#### Geselecteerde tekst ####

De subcommissie Amersfoort schrijft op 12 november 1821, invnr
59 scan 643:
De weduwe Ouwerkerk, die als huisverzorgster met de van Heeren Regenten van het weeshuis alhier overgenomen kinderen in de kolonie is, heeft met verlof alhier geweest, en ons berigt, dat zij, wat aangaat de voeding als andersins, te vreden zijn moest, doch dat zij wekelijksch aan kaartjes slegts voor 30st ontving, waarvan zij 8st voor turf en gedurende eenigen tijd, ook 2st voor het hoeden der schapen moest afgeven waardoor zij dan voor 7 hoofden voor zout, zuur, zeep, licht koffij en andere kleinigheden slegts eene gulden overhield, waarmede, zij zegt, niet rond te kunnen schieten,
Directeur Visser reageert daar op 22 november 1821 op, invnr 59
scan 710, met de melding dat
het niet is te ontkennen dat men gedurende eenige weken van gepasseerd voorjaar, kaartjes heeft ingehouden, ter betaling van ontvangen turf, doch dit heeft geheel opgehouden, zoodra die schuld is gebragt geworden, op de rekening van directe schuld bij de Maatschappij, zoodat de weduwe Ouwerkerk, gelijk alle andere kolonisten, reeds voor langen tijd hare volle verstrekking gelijk dit bij onderscheidene besluiten is bepaald, heeft genoten.
Johannes van den Bosch heeft het ook vooral over huisverzorgers
als hij op 3 december 1821, invnr 59, schrijft:
Wij hebben thans meerdere personen in de kolonien die door ligchaamsgebreken buiten staat zijn de kost te verdienen en die het op de gewone verstrekking van brood, aardappelen en kaartjes geheel laten aankomen.

####

● De opdracht: Schrijf uit de tekst over de weduwe Ouwerkerk het gedeelte van "Johannes van den" tot en met "geheel laten aankomen." woordelijk over.

#### Aangeleverde gegevens ####

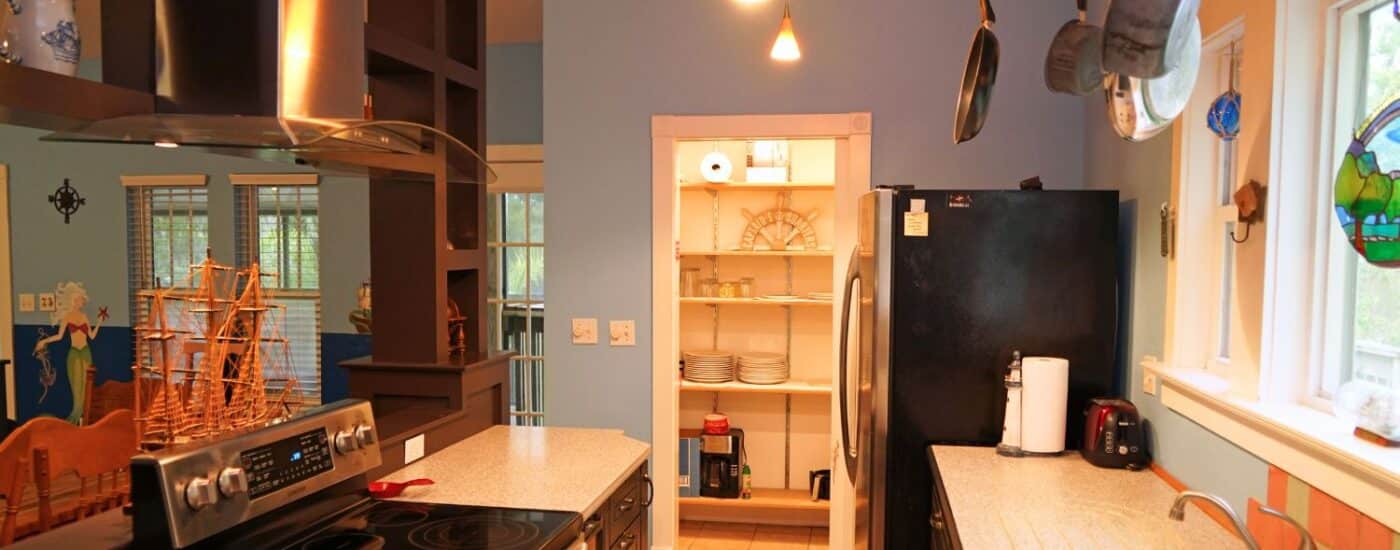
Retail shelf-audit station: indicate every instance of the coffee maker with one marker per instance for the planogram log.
(721, 462)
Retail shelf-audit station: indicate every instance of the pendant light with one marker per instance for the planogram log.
(784, 48)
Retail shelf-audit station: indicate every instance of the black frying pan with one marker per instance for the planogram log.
(979, 76)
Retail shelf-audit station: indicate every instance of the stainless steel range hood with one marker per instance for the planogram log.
(282, 80)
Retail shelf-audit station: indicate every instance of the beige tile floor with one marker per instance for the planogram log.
(739, 536)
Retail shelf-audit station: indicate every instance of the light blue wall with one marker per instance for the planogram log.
(1143, 177)
(612, 65)
(515, 94)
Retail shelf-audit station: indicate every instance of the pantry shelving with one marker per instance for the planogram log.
(788, 242)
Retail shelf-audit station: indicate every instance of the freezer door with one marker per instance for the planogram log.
(864, 356)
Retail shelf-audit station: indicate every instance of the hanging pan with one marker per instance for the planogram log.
(1147, 38)
(979, 76)
(1074, 63)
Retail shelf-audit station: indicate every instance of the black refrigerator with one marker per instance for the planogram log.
(941, 288)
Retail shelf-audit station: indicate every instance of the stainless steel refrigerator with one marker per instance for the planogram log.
(942, 287)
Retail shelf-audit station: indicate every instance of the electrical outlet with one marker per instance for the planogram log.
(48, 301)
(1150, 374)
(584, 332)
(622, 332)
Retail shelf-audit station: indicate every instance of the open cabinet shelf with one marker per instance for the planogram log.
(787, 240)
(786, 388)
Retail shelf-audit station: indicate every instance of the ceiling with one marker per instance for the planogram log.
(513, 21)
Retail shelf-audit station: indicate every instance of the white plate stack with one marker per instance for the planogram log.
(756, 367)
(709, 365)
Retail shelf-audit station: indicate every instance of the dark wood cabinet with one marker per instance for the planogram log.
(622, 521)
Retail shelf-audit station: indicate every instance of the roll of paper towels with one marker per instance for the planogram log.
(1045, 393)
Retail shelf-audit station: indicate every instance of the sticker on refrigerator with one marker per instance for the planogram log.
(916, 224)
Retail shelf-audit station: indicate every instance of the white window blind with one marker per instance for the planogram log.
(167, 233)
(277, 227)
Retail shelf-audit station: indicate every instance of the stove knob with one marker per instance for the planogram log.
(364, 435)
(345, 442)
(199, 493)
(233, 480)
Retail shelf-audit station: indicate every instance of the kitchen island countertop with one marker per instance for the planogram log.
(1064, 501)
(532, 468)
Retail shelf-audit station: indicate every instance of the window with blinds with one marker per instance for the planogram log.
(277, 227)
(167, 233)
(517, 295)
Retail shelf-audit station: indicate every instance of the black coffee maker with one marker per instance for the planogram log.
(721, 462)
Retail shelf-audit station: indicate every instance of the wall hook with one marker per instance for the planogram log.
(1241, 241)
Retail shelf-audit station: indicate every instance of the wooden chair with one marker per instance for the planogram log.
(105, 398)
(98, 454)
(14, 477)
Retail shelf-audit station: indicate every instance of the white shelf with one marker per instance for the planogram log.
(788, 388)
(759, 301)
(805, 254)
(760, 186)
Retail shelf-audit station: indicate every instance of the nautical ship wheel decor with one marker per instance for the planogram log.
(780, 227)
(66, 200)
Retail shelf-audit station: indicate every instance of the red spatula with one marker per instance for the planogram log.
(394, 489)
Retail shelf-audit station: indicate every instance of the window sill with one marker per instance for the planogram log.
(1308, 444)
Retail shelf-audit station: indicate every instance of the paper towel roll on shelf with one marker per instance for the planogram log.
(1045, 393)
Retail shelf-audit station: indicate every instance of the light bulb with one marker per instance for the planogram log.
(784, 48)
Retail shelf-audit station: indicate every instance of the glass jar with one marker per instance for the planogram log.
(689, 283)
(710, 287)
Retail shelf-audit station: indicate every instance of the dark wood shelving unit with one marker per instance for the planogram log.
(427, 238)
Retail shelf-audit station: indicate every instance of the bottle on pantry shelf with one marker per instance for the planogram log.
(746, 483)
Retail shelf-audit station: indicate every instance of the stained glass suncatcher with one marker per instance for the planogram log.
(1367, 202)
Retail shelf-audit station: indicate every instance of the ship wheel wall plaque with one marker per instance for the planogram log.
(66, 200)
(781, 227)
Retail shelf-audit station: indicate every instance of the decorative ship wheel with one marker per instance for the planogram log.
(781, 227)
(66, 200)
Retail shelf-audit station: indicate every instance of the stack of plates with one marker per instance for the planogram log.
(709, 365)
(763, 367)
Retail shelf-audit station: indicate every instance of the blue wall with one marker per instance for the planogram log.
(609, 66)
(1143, 175)
(93, 247)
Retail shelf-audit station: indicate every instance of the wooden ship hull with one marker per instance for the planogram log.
(212, 358)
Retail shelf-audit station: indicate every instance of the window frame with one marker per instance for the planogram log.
(248, 241)
(1206, 322)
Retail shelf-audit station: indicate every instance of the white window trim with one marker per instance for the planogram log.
(1271, 420)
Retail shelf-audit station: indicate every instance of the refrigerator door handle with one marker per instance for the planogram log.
(853, 275)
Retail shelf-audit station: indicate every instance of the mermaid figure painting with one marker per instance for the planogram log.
(72, 322)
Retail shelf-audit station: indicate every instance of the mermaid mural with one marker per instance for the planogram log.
(70, 321)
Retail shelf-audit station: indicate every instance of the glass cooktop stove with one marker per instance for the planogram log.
(430, 526)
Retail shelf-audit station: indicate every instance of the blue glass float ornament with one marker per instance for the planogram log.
(1222, 118)
(1367, 203)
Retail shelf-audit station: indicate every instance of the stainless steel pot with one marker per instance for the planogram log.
(1147, 38)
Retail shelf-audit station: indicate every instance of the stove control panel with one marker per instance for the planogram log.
(188, 493)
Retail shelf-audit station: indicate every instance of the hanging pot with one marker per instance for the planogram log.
(1074, 63)
(1166, 95)
(979, 77)
(1365, 198)
(1222, 116)
(1147, 38)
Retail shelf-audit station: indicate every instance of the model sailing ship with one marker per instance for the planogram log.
(212, 357)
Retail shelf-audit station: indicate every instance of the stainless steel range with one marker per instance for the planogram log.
(296, 484)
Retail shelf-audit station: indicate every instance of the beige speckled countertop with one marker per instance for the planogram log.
(563, 469)
(1066, 503)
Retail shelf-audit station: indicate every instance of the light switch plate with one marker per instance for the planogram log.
(584, 330)
(413, 448)
(622, 332)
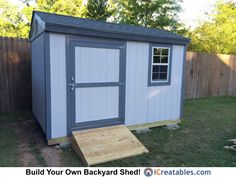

####

● Het resultaat:
Johannes van den Bosch heeft het ook vooral over huisverzorgers
als hij op 3 december 1821, invnr 59, schrijft:
Wij hebben thans meerdere personen in de kolonien die door ligchaamsgebreken buiten staat zijn de kost te verdienen en die het op de gewone verstrekking van brood, aardappelen en kaartjes geheel laten aankomen.